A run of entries
───

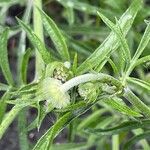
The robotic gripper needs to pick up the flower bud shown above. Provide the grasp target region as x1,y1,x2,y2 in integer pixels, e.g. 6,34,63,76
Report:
38,77,70,109
46,62,71,83
78,82,101,101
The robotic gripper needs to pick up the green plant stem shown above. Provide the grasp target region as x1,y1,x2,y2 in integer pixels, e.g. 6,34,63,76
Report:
112,134,119,150
124,88,150,117
0,106,22,139
17,0,32,85
61,73,122,92
17,0,32,150
33,0,45,80
18,108,29,150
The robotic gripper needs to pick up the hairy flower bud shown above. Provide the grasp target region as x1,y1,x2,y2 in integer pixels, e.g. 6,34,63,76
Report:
78,82,101,101
46,62,71,83
38,77,70,109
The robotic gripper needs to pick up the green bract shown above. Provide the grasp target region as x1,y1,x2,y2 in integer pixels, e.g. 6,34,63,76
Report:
38,77,70,109
78,82,101,101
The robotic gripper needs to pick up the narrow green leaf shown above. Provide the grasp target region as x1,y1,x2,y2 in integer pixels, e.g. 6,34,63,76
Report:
38,9,70,61
87,120,150,135
108,58,119,75
0,106,22,139
132,22,150,63
51,142,87,150
77,109,106,131
0,92,10,124
124,131,150,150
104,97,142,117
0,83,9,91
33,104,93,150
57,0,99,15
134,55,150,67
72,53,78,74
0,28,14,85
124,22,150,79
127,77,150,92
17,18,51,64
123,88,150,117
98,12,131,66
21,48,32,84
77,0,142,74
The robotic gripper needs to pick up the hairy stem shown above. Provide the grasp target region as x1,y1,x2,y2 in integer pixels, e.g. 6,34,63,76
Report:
33,0,45,79
61,73,122,92
124,88,150,117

───

__EXERCISE TASK__.
Rewrite every line in the stretch from the line containing "The robotic gripper needs to pick up the hairy flower" through the end of the entries, requests included, multiplying each bounding-box coordinate in the answers by 0.2 and rounding to whole numbers, with halves rounded up. Numbers in the requests, including the format sample, stay unchanged.

__EXERCISE ANSWER__.
The robotic gripper needs to pick up the hairy flower bud shown above. Provide the grasp target region as x1,y1,x2,y2 in integer pixels, e.g. 6,34,63,76
Report:
16,16,20,20
9,12,14,17
8,15,14,22
The robotic gripper needs to pick up the green bract shown above. Provide the grasp target region as x1,y1,x2,y2 in integer pixels, e.g. 6,34,63,76
Report:
8,15,14,22
16,16,20,20
The robotic gripper needs to pick up the narrow green leaf shown above. Provide the grasp target region as x1,y1,x2,y2 in integer pixels, e.g. 6,34,63,76
Report:
8,2,14,12
17,24,30,27
22,12,24,15
0,21,4,28
26,4,30,13
10,28,17,30
15,22,21,26
0,18,2,25
25,26,30,30
21,19,28,23
0,17,2,18
7,21,19,30
11,0,20,3
27,11,30,13
14,11,16,15
0,6,3,17
25,4,30,16
25,15,30,18
3,4,10,13
25,18,30,23
20,2,26,13
4,10,6,17
15,0,28,15
The robotic gripper needs to pick up the hairy stem shown above. Provide the grasp target region as x1,y1,x2,y2 in integer pixels, e.g. 6,34,63,76
Report:
7,0,9,16
12,15,24,18
25,18,30,23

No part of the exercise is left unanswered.